=== Text for analysis ===
# # #
Around Bassett, Arlen Doss is a familiar face, always with a story to tell. Whether you run into him at the barber shop, Walmart, or Chick-fil-A, chances are you know him from his many years teaching at Bassett High School. But on June 13, 2026, the 87-year-old made a trip to the Old Crockett Cemetery in Wythe County, Virginia, to participate with the Sons of the American Revolution (SAR) in honoring his third great-grandfather, Revolutionary War soldier William Patterson Jr. It was a deeply personal moment, a descendant finally able to pay tribute to the man whose sacrifice helped build a nation. But it was a moment that almost never happened. Just a few years earlier, Arlen had no idea William Patterson Jr. even existed.
It took a DNA test to change that.
# # #
Entries taken from a collection
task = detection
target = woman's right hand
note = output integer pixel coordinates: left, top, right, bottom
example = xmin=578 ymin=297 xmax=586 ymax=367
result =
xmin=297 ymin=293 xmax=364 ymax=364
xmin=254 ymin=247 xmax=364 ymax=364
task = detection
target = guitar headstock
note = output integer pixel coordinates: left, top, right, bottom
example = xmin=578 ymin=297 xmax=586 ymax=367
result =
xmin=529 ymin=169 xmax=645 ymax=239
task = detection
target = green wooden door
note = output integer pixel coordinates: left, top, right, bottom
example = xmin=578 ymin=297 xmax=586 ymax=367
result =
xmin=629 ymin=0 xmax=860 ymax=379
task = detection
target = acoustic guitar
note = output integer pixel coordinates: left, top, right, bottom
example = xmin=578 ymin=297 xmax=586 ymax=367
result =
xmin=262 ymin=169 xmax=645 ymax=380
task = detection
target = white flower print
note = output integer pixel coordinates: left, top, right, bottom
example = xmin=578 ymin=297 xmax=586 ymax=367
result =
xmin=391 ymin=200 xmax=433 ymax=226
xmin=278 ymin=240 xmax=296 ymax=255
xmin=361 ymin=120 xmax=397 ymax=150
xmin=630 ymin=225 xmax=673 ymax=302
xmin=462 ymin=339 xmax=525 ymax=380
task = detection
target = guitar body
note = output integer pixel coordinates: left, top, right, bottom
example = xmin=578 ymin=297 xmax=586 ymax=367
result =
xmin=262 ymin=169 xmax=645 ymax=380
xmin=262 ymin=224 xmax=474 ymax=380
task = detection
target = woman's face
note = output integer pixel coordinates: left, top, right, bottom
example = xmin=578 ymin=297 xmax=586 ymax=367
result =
# # #
=== Aim of the task ===
Please reproduce the stretch of the passage about Arlen Doss from "Around Bassett, Arlen" through "to change that.".

=== Solution below ===
Around Bassett, Arlen Doss is a familiar face, always with a story to tell. Whether you run into him at the barber shop, Walmart, or Chick-fil-A, chances are you know him from his many years teaching at Bassett High School. But on June 13, 2026, the 87-year-old made a trip to the Old Crockett Cemetery in Wythe County, Virginia, to participate with the Sons of the American Revolution (SAR) in honoring his third great-grandfather, Revolutionary War soldier William Patterson Jr. It was a deeply personal moment, a descendant finally able to pay tribute to the man whose sacrifice helped build a nation. But it was a moment that almost never happened. Just a few years earlier, Arlen had no idea William Patterson Jr. even existed.
It took a DNA test to change that.